• _Supplied information_:

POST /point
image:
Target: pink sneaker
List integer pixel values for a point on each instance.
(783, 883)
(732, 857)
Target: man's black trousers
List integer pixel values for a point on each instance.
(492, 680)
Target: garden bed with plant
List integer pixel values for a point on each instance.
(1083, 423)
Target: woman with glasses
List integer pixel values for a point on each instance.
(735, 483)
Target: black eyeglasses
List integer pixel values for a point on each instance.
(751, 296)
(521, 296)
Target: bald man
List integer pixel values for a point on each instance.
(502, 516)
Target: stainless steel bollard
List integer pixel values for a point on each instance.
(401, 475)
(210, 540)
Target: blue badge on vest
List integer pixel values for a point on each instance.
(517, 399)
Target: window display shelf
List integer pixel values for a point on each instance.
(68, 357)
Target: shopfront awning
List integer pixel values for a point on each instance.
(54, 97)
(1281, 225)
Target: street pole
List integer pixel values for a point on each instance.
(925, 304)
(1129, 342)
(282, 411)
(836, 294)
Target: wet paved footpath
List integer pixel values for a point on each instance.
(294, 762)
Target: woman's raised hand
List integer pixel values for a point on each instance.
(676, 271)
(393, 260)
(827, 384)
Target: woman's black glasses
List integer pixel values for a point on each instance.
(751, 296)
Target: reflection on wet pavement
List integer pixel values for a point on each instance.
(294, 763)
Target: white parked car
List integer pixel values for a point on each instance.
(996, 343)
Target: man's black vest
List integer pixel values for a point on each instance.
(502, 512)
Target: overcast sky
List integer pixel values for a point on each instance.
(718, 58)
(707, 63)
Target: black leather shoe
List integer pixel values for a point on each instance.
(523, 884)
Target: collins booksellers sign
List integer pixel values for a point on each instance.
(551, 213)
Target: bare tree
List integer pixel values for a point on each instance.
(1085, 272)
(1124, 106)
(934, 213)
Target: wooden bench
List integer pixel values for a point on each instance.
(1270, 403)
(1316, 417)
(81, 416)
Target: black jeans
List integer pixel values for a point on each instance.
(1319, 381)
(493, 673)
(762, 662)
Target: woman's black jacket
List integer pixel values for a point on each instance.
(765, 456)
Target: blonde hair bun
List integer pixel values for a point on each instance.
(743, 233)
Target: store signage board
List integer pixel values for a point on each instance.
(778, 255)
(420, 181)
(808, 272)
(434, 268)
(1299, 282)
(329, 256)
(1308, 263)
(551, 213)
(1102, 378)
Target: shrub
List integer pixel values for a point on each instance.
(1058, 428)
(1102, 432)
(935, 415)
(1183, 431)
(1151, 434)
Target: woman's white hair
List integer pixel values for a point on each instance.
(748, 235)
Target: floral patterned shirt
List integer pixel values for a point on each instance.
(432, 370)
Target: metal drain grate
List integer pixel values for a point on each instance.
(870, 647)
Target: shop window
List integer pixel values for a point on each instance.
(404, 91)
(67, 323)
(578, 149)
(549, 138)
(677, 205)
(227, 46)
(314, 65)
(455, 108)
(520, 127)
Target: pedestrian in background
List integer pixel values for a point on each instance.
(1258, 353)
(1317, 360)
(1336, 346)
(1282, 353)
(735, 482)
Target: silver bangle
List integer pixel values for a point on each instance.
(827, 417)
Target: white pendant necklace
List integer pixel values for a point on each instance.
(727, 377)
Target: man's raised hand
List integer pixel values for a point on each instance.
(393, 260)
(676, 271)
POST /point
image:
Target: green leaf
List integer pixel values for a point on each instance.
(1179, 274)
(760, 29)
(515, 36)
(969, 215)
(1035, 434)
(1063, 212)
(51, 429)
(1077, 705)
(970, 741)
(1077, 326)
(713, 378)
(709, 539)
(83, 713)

• _Instructions for the task_:
The required output is the exact sequence of lines from the one containing "Target: shrub" through the end of the listing, both endpoints included.

• _Answer for this exercise_:
Target: shrub
List integer pixel values for a point on each instance.
(1058, 428)
(1102, 432)
(935, 415)
(1183, 431)
(1151, 434)
Target: woman's white hair
List integer pixel values for a point on each instance.
(748, 235)
Target: floral patterned shirt
List integer pixel values for a point on each instance.
(432, 370)
Target: metal drain grate
List integer pixel values for a point on each instance.
(870, 647)
Target: shop window
List integer pixel values for a point on each instance.
(404, 91)
(67, 323)
(578, 149)
(549, 138)
(677, 205)
(227, 46)
(314, 65)
(455, 108)
(520, 127)
Target: pedestrian in background
List integer pixel values for a point on each instance.
(1258, 353)
(1317, 360)
(1336, 346)
(1282, 353)
(735, 482)
Target: silver bangle
List integer pixel values for a point on each instance.
(827, 417)
Target: white pendant necklace
List integer pixel values for a point on each instance.
(727, 377)
Target: man's raised hand
List integer pixel values for a point on each instance.
(393, 260)
(676, 271)
POST /point
image:
Target: green leaf
List integer pixel values for a point on each instance.
(1179, 274)
(760, 29)
(515, 36)
(969, 215)
(1035, 434)
(1063, 212)
(51, 429)
(1077, 705)
(970, 741)
(1077, 326)
(713, 378)
(709, 539)
(83, 713)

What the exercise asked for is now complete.